Keep only the lines below that contain the word "Given", copying each such line in full.

■ Entries shown:
- - - -

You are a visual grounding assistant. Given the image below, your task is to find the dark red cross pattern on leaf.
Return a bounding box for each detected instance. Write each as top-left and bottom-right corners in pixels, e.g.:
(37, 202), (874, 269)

- - - -

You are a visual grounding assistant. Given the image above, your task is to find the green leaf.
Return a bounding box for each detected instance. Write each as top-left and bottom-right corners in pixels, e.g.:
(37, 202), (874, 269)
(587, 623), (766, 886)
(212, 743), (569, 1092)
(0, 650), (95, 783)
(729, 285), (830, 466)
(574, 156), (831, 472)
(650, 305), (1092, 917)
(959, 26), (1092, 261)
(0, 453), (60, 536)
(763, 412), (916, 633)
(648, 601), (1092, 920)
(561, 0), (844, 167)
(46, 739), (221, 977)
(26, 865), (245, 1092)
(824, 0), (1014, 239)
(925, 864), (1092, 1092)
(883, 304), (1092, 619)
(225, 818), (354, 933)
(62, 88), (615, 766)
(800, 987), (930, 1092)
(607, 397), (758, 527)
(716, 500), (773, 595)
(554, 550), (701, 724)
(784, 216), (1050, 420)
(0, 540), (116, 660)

- - - -

■ Reply:
You are a visual grounding assistant. Given the image below, your task is to find the dark red cross pattern on leaf.
You are a visual grounding assistant. Given the image above, your task is to find the green leaf.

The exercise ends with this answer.